◆ Data shown:
-- Begin --
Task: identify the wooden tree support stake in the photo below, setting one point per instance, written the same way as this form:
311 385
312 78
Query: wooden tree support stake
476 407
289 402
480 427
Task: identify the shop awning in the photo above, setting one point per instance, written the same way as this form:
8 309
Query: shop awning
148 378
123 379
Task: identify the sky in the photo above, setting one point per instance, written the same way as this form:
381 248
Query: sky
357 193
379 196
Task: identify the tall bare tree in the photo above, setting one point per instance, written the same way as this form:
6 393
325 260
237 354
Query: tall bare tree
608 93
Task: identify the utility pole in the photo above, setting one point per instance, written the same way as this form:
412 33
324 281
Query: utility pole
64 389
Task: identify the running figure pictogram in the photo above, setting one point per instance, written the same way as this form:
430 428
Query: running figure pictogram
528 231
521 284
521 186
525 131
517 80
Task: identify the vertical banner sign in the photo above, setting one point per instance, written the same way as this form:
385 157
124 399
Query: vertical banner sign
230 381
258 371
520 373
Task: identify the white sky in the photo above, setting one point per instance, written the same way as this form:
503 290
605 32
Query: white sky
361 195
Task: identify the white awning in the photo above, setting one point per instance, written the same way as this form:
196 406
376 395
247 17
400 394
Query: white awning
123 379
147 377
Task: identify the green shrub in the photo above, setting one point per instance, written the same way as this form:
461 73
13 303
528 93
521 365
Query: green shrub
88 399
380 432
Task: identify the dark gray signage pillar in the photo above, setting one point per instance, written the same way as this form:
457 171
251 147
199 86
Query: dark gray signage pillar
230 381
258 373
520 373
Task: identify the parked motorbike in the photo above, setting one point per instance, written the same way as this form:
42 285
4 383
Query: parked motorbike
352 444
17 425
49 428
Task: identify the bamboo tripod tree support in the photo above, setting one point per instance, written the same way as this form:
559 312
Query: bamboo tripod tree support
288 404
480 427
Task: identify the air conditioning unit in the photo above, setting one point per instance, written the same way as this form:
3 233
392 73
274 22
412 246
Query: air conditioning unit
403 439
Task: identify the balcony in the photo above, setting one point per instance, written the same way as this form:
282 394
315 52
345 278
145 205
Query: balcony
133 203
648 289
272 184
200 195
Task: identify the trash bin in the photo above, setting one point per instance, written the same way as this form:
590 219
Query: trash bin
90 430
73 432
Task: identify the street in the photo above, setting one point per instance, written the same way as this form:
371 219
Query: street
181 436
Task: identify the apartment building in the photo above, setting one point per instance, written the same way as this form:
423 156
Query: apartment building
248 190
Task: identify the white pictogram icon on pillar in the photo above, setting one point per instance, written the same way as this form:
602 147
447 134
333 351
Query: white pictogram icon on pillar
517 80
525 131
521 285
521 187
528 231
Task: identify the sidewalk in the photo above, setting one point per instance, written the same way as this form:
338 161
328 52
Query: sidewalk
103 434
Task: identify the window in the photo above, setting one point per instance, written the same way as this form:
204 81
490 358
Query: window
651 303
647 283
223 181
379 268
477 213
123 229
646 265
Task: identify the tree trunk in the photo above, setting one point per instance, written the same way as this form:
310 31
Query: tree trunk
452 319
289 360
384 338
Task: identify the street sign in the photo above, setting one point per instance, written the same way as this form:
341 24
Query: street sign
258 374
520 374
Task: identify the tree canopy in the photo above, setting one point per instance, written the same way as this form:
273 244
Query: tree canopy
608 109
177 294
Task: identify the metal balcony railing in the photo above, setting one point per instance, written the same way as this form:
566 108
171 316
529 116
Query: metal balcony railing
-- End --
◆ Problem statement: Rewrite every line of the listing above as a Markdown table with the columns "Row" and "Line", numbering the rows in order and omitting any blank lines.

◆ The output:
| Row | Line |
|---|---|
| 1 | Task: identify the wooden tree support stake in the photo below, setting one point per instance, written the same way as this form: |
| 2 | 311 385 |
| 3 | 312 78 |
| 4 | Query: wooden tree support stake |
| 5 | 476 407 |
| 6 | 289 402 |
| 7 | 480 427 |
| 8 | Task: identify the shop awning in the photo above, setting one point per instance, written the same way as this form: |
| 9 | 8 309 |
| 10 | Query: shop awning |
| 11 | 148 378 |
| 12 | 123 379 |
| 13 | Task: identify the sky in the photo above, setting one point per instance, written the same way as this form: |
| 14 | 381 248 |
| 15 | Query: sky |
| 16 | 357 193 |
| 17 | 379 196 |
| 18 | Task: identify the tall bare tree in the photo above, setting one point per instance, written the same way as this form: |
| 19 | 6 393 |
| 20 | 325 260 |
| 21 | 237 354 |
| 22 | Query: tall bare tree |
| 23 | 608 93 |
| 24 | Task: identify the utility pole in the photo above, setting one point per instance, written the same way as this form: |
| 25 | 412 33 |
| 26 | 324 281 |
| 27 | Query: utility pole |
| 28 | 64 389 |
| 29 | Task: identify the running figure pictogram in the photo above, setting one point per instance, written the same way as this form: |
| 30 | 430 428 |
| 31 | Query: running figure pictogram |
| 32 | 528 231 |
| 33 | 521 284 |
| 34 | 521 186 |
| 35 | 525 131 |
| 36 | 517 80 |
| 37 | Task: identify the vertical banner sign in the photo above, setting one point per instance, written the same way as this form: |
| 38 | 385 157 |
| 39 | 124 399 |
| 40 | Query: vertical banner sign |
| 41 | 230 381 |
| 42 | 258 371 |
| 43 | 520 373 |
| 44 | Task: identify the white sky in the photo above, setting one point per instance, written the same way as this form: |
| 45 | 503 290 |
| 46 | 605 32 |
| 47 | Query: white sky |
| 48 | 361 195 |
| 49 | Task: identify the white awning in the photo above, setting one point per instance, written the same way as this form: |
| 50 | 196 406 |
| 51 | 376 395 |
| 52 | 247 17 |
| 53 | 400 394 |
| 54 | Query: white awning |
| 55 | 123 379 |
| 56 | 147 377 |
| 57 | Task: identify the green shrub in the photo above, setting one point per instance, written the same way as this form: |
| 58 | 461 73 |
| 59 | 13 303 |
| 60 | 528 93 |
| 61 | 521 365 |
| 62 | Query: green shrub |
| 63 | 88 399 |
| 64 | 380 432 |
| 65 | Task: identify the dark gray signage pillar in the photo above, setting one point per instance, written the same way as this form: |
| 66 | 457 171 |
| 67 | 251 147 |
| 68 | 199 86 |
| 69 | Query: dark gray signage pillar |
| 70 | 230 381 |
| 71 | 258 373 |
| 72 | 520 373 |
| 73 | Task: identify the parked motorbike in the photo above, setting one point per instance, written the same way as this form: |
| 74 | 42 285 |
| 75 | 4 383 |
| 76 | Query: parked motorbike |
| 77 | 352 444 |
| 78 | 17 425 |
| 79 | 49 428 |
| 80 | Task: identify the bamboo tripod tree support in the photo above, setting one point per instance, written the same way as this form: |
| 81 | 559 312 |
| 82 | Query: bamboo tripod tree support |
| 83 | 288 404 |
| 84 | 480 427 |
| 85 | Task: identify the air conditioning unit in the photo above, setting one point per instance, written the same way as this form: |
| 86 | 3 233 |
| 87 | 392 73 |
| 88 | 274 22 |
| 89 | 412 246 |
| 90 | Query: air conditioning unit |
| 91 | 403 439 |
| 92 | Task: identify the balcony in the photo above, setting one point per instance, written the same way as this form: |
| 93 | 282 394 |
| 94 | 315 52 |
| 95 | 345 278 |
| 96 | 145 205 |
| 97 | Query: balcony |
| 98 | 133 203 |
| 99 | 648 289 |
| 100 | 272 184 |
| 101 | 200 195 |
| 102 | Task: identify the trash bin in the photo above, setting one point per instance, written the same way as this form: |
| 103 | 590 219 |
| 104 | Query: trash bin |
| 105 | 90 430 |
| 106 | 73 432 |
| 107 | Task: identify the street in the photo above, setting one point per instance, written the same way as this form: |
| 108 | 371 219 |
| 109 | Query: street |
| 110 | 181 436 |
| 111 | Task: identify the apartment building in the photo above, setting one point per instance, written the same way as this form: |
| 112 | 423 156 |
| 113 | Query: apartment building |
| 114 | 248 190 |
| 115 | Task: identify the white pictogram icon on pillar in the photo above, setting one point per instance, written the same way as this form: |
| 116 | 602 147 |
| 117 | 447 134 |
| 118 | 333 351 |
| 119 | Query: white pictogram icon on pillar |
| 120 | 517 80 |
| 121 | 525 131 |
| 122 | 521 285 |
| 123 | 521 187 |
| 124 | 528 231 |
| 125 | Task: identify the sidewalk in the photo above, setting one point per instance, written the same way as this form: |
| 126 | 338 161 |
| 127 | 328 52 |
| 128 | Query: sidewalk |
| 129 | 103 434 |
| 130 | Task: identify the window in the photo above, setting one point per instance, written the same way as this form: |
| 131 | 204 81 |
| 132 | 490 358 |
| 133 | Query: window |
| 134 | 651 303 |
| 135 | 647 283 |
| 136 | 223 181 |
| 137 | 379 268 |
| 138 | 477 213 |
| 139 | 123 229 |
| 140 | 646 265 |
| 141 | Task: identify the tree trunk in the photo above, setting one point per instance, written the same way as this form: |
| 142 | 310 31 |
| 143 | Query: tree trunk |
| 144 | 452 319 |
| 145 | 289 360 |
| 146 | 384 338 |
| 147 | Task: identify the street sign in the photo above, setting one point per instance, written the same way as this form: |
| 148 | 341 24 |
| 149 | Query: street sign |
| 150 | 258 374 |
| 151 | 520 374 |
| 152 | Task: identify the tree canopy in the photo above, setting one point per instance, written the same way as this form: |
| 153 | 273 244 |
| 154 | Query: tree canopy |
| 155 | 608 109 |
| 156 | 177 294 |
| 157 | Task: identify the metal balcony railing in the photo above, setting one point per instance, written the same way as this form: |
| 158 | 566 108 |
| 159 | 171 316 |
| 160 | 529 116 |
| 161 | Query: metal balcony railing |